====== Extracted records

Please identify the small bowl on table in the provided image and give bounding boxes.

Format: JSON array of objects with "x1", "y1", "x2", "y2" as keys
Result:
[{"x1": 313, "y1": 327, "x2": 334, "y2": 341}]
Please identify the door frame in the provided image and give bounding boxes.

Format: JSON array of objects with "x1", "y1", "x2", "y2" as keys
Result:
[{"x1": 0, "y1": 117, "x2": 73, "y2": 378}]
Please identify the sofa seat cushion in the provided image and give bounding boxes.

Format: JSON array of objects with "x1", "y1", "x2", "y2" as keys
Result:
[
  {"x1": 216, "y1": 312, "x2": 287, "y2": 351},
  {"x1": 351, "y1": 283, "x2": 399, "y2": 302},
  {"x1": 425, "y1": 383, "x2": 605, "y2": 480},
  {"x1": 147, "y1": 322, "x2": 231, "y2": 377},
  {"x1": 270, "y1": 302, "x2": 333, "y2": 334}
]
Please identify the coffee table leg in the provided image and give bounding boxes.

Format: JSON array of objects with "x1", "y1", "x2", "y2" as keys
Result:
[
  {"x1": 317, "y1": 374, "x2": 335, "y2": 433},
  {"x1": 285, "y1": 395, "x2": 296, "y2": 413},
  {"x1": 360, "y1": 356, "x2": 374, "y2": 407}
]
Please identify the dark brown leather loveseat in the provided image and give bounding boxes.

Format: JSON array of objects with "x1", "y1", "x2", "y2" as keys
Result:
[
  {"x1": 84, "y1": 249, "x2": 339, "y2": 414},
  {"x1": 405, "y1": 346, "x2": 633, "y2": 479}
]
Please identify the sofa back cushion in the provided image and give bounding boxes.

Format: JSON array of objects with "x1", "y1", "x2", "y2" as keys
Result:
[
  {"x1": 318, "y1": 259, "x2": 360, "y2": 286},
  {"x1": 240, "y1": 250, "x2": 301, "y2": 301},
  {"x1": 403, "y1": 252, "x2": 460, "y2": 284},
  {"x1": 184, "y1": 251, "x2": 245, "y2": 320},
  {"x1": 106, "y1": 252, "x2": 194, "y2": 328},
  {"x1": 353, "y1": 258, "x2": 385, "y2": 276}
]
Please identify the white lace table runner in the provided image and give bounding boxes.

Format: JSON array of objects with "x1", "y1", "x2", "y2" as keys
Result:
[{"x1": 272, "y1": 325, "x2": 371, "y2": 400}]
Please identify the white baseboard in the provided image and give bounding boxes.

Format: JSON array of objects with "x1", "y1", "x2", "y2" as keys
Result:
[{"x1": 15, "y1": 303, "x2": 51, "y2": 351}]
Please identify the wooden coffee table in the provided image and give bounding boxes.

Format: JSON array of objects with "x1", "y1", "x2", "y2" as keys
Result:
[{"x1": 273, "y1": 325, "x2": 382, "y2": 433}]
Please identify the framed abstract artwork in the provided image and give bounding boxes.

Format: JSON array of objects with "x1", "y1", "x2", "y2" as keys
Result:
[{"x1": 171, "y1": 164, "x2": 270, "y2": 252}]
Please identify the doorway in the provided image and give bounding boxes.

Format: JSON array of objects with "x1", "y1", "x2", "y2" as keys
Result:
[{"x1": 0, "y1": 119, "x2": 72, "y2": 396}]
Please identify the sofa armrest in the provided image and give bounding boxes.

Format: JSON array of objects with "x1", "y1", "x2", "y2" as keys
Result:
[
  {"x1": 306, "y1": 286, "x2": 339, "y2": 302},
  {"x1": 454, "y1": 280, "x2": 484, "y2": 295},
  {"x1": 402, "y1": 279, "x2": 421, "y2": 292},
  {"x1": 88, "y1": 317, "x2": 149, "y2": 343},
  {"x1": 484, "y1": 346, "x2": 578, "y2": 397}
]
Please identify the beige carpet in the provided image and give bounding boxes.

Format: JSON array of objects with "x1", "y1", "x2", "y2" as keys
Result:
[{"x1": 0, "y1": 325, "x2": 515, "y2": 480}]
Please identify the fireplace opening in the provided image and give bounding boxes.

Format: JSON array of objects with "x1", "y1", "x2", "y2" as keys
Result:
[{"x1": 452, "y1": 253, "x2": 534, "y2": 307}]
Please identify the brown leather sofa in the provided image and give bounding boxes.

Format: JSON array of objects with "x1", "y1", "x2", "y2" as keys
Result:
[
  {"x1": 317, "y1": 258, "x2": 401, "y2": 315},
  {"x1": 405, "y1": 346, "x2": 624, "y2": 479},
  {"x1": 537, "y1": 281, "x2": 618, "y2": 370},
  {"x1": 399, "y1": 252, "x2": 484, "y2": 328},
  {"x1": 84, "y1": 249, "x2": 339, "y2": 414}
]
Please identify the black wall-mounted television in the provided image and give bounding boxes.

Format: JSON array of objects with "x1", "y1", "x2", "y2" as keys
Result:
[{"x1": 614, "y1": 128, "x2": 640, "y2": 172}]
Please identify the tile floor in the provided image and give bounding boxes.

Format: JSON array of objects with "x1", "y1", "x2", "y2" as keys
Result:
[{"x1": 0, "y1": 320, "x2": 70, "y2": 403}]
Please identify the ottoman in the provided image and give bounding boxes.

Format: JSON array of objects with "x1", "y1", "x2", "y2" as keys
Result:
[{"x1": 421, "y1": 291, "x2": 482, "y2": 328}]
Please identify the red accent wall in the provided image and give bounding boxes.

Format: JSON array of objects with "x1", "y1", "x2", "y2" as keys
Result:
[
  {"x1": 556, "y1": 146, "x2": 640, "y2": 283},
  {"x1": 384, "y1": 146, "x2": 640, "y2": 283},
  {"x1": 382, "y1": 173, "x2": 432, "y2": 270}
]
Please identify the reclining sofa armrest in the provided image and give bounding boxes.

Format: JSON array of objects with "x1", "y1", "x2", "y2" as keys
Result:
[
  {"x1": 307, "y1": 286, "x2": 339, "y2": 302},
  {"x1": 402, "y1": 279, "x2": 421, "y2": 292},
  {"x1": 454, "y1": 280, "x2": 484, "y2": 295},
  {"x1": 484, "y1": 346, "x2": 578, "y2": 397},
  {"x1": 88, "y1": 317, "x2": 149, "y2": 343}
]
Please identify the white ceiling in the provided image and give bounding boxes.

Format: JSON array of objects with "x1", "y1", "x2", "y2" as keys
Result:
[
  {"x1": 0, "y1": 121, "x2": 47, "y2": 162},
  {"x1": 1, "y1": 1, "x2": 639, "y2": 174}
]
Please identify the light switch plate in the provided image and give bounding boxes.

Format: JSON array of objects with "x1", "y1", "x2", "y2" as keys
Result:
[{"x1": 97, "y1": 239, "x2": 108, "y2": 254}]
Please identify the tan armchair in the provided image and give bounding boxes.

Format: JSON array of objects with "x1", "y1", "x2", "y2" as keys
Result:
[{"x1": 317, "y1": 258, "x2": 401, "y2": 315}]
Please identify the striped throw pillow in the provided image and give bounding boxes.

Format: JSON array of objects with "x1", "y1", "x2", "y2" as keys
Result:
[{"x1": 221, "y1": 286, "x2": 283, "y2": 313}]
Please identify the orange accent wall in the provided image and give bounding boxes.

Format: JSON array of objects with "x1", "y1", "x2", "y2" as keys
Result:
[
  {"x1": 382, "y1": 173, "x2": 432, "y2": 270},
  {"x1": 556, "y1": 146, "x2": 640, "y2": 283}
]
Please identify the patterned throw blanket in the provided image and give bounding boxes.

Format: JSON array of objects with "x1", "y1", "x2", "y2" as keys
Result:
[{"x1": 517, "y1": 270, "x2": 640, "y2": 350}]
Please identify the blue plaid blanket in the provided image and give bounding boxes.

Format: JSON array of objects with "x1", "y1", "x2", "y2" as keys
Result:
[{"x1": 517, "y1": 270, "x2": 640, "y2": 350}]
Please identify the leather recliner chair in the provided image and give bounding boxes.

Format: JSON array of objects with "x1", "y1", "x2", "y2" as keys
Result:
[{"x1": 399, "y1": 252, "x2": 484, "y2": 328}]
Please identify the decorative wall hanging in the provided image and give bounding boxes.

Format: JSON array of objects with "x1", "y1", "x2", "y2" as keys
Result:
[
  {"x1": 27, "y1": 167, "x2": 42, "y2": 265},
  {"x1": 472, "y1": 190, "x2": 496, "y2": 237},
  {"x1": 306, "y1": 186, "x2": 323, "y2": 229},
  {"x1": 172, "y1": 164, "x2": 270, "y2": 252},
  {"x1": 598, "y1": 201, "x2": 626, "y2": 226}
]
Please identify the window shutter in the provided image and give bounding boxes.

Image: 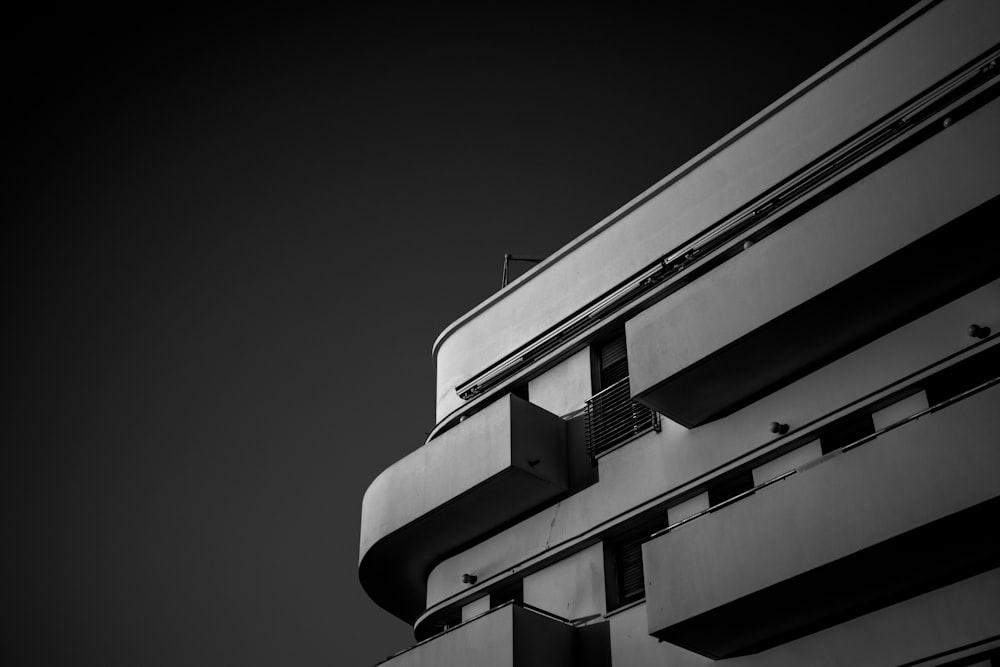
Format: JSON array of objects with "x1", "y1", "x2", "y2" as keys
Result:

============

## Activity
Copy out, from the listing above, every line that contains the string "coffee".

## Output of the exercise
Please identify the coffee table leg in the provided image and give bounding boxes.
Please identify the wooden coffee table in the provided image and give bounding boxes.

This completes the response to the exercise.